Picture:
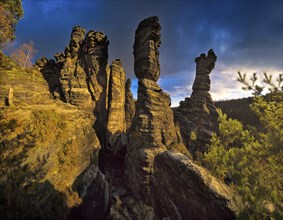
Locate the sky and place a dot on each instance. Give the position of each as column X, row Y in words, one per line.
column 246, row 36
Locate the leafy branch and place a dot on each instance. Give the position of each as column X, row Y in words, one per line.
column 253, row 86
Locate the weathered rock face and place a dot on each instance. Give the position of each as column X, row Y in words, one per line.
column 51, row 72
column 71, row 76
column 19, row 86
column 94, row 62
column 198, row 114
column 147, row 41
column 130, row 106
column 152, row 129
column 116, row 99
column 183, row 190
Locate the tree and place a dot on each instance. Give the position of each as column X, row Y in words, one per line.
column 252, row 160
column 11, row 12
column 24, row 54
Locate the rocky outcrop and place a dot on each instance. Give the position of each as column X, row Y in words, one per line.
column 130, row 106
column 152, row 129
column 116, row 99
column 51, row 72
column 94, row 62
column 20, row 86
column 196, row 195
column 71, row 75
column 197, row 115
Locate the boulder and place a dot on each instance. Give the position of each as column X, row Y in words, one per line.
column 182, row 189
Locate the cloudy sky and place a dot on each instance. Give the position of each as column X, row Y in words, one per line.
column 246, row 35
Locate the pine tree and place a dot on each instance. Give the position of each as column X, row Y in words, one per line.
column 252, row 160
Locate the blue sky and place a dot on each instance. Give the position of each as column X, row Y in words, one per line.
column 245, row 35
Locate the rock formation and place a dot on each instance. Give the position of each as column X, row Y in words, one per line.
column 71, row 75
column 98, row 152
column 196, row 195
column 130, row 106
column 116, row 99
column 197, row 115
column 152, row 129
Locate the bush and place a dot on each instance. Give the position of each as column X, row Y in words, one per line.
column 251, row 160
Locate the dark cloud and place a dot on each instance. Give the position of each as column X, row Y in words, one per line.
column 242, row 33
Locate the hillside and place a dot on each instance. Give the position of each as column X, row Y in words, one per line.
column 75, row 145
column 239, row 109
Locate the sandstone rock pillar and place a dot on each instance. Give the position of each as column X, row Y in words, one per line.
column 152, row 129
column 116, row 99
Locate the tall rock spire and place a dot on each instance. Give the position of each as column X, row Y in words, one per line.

•••

_CHALLENGE_: Copy out, word for word, the lines from the beginning of the records through the line containing "column 183, row 190", leaving the pictures out of your answer.

_FINAL ANSWER_:
Picture:
Locate the sky and place a dot on each instance. Give the position of each as column X, row Y in words, one per line.
column 246, row 36
Locate the leafy branch and place a dot on each instance. Give the position of each as column X, row Y in words, one per line.
column 253, row 86
Locate the weathered rock face and place a dot on each instance. Give the position of each as column X, row Y in words, one per line.
column 51, row 72
column 71, row 76
column 19, row 86
column 94, row 62
column 198, row 114
column 147, row 41
column 130, row 106
column 152, row 129
column 116, row 99
column 183, row 190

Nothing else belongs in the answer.